Excerpt from a dataset:

"""

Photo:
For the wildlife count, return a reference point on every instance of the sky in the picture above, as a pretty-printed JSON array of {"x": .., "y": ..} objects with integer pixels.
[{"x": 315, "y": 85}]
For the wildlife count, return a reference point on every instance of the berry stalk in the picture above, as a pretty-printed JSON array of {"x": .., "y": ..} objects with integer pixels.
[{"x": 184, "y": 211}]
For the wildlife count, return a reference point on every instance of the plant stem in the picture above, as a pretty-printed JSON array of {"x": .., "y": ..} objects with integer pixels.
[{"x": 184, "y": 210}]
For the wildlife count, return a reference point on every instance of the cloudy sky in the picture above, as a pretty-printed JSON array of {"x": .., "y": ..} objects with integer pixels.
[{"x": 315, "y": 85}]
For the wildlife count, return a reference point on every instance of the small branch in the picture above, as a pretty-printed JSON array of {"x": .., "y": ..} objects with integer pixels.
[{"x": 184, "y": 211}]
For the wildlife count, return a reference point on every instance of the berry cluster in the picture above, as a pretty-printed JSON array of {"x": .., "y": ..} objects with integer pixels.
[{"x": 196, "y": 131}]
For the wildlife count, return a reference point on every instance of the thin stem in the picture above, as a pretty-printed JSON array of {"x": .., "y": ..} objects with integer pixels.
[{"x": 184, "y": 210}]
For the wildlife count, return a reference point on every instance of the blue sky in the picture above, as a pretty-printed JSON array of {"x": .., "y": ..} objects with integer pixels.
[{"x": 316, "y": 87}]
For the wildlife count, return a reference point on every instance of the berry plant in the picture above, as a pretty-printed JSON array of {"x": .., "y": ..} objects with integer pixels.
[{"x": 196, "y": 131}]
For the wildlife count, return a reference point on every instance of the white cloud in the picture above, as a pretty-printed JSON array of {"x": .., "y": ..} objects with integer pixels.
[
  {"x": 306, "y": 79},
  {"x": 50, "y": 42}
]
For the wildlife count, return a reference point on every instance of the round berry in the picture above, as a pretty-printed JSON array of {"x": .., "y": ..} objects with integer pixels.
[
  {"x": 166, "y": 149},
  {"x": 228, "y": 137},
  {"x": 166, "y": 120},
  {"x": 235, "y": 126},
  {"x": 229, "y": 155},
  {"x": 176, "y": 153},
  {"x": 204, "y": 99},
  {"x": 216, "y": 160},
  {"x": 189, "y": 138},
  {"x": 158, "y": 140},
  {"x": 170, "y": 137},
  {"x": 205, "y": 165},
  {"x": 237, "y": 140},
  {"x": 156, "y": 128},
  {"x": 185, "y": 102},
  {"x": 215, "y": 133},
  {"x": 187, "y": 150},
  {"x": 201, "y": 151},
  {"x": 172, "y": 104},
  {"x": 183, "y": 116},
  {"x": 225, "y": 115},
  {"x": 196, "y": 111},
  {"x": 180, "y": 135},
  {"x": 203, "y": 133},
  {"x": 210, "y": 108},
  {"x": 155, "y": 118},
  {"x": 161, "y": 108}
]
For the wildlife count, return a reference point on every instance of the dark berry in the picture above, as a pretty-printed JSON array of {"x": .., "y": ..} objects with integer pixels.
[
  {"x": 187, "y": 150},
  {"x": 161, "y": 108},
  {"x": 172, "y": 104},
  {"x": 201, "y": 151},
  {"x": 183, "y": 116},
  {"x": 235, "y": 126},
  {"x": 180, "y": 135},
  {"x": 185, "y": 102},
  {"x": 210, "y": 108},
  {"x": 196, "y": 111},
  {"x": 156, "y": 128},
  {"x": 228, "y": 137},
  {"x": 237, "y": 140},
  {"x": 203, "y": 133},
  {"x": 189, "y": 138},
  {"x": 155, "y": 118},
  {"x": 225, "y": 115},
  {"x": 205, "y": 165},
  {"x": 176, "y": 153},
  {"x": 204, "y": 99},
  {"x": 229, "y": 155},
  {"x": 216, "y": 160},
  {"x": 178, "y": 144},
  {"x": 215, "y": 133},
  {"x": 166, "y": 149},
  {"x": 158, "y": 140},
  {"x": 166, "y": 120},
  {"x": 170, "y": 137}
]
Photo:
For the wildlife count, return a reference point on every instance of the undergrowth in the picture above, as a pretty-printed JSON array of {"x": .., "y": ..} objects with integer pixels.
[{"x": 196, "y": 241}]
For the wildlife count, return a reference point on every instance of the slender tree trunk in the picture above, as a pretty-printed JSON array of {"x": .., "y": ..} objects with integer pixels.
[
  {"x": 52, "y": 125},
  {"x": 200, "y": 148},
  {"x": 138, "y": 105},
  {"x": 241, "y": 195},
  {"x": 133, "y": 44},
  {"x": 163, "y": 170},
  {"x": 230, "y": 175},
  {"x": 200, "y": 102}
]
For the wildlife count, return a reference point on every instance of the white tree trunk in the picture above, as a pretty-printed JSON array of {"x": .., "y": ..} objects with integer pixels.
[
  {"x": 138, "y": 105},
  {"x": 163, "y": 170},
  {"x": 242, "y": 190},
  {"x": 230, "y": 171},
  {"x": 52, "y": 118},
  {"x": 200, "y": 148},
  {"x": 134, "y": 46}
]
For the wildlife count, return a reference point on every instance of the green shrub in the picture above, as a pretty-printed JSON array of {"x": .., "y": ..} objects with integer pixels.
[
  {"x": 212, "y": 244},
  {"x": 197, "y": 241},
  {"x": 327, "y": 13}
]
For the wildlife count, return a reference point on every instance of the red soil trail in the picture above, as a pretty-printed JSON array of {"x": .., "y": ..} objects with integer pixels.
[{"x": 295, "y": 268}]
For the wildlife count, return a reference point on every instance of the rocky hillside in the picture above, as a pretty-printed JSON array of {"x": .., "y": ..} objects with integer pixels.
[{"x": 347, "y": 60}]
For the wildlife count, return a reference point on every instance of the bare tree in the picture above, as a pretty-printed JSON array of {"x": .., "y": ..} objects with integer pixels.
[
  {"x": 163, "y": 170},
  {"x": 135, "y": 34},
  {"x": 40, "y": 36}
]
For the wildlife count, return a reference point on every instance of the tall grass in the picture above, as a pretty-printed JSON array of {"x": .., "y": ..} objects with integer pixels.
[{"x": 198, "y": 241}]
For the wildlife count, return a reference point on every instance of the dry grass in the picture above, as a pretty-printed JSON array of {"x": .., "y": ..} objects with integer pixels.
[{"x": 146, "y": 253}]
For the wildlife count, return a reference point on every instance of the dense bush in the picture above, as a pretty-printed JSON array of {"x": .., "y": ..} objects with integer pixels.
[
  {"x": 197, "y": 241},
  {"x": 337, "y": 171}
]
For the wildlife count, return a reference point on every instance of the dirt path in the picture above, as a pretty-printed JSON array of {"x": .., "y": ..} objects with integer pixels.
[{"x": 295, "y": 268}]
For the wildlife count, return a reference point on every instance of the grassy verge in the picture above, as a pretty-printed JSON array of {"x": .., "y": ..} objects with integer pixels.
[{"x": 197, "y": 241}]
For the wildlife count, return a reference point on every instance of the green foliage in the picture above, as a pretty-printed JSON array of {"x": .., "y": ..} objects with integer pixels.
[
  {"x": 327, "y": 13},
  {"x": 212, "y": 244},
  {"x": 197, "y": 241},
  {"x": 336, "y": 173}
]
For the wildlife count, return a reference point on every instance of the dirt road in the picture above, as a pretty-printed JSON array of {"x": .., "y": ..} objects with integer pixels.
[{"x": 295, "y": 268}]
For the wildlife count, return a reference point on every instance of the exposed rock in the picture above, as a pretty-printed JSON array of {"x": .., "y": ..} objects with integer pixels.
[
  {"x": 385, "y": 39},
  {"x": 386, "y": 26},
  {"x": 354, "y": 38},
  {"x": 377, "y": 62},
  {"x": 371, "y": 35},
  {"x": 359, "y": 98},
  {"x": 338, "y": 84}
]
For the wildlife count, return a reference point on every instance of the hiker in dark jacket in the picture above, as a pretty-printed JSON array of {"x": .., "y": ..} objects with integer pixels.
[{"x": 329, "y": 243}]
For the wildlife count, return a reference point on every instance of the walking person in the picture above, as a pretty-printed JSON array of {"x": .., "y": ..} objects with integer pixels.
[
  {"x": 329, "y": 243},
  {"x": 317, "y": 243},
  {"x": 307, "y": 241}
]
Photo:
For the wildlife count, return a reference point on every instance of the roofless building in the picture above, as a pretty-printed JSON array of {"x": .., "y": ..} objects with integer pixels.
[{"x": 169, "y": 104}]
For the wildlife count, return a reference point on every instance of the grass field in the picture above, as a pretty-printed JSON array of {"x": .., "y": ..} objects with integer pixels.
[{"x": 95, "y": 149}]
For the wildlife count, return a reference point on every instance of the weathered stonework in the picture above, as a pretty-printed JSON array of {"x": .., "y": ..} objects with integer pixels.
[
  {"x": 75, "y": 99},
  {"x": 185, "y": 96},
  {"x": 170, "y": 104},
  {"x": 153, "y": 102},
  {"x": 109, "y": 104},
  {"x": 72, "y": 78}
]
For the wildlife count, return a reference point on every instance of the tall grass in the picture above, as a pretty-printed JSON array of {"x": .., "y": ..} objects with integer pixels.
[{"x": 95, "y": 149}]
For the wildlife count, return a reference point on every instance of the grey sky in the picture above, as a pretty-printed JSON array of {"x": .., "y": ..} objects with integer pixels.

"""

▶ _EXERCISE INSTRUCTIONS_: Output, unchanged, the lines from the line with "of the hiker" through the final line of the material.

▶ _FINISHED TASK_:
For the wildlife count, return a reference point on every instance of the hiker in dark jacket in the picture above, as a pretty-printed JSON array of {"x": .., "y": ..} objects with integer pixels.
[{"x": 329, "y": 243}]
For the wildlife count, return a reference point on every instance of the walking person in the picture above, as a pretty-printed JSON array of {"x": .., "y": ..} objects with integer pixels.
[
  {"x": 329, "y": 243},
  {"x": 317, "y": 243},
  {"x": 307, "y": 241}
]
Photo:
For the wildlife count, return a reference point on every instance of the roofless building in the picture above, as a pretty-printed JSON array of {"x": .., "y": ..} objects with integer pixels.
[{"x": 169, "y": 104}]
For the wildlife count, return a reference point on every instance of the grass field in the picture above, as a pretty-printed JSON array of {"x": .., "y": ..} objects with integer pixels.
[{"x": 95, "y": 149}]
For the wildlife count, return a reference point on every instance of the weathered stonework in the picture above, as a pretty-printed JSON array of {"x": .., "y": ..} objects with integer pixels.
[
  {"x": 75, "y": 99},
  {"x": 185, "y": 96},
  {"x": 170, "y": 104},
  {"x": 153, "y": 102},
  {"x": 109, "y": 104},
  {"x": 72, "y": 78}
]
For the wildlife count, return a reference point on every instance of the tall grass in the picture above, as a pretty-printed JSON array of {"x": .., "y": ..} objects with integer pixels.
[{"x": 95, "y": 149}]
For the wildlife count, return a reference point on every instance of the grey sky in the picture above, as a pretty-printed JSON array of {"x": .., "y": ..} objects with integer pixels.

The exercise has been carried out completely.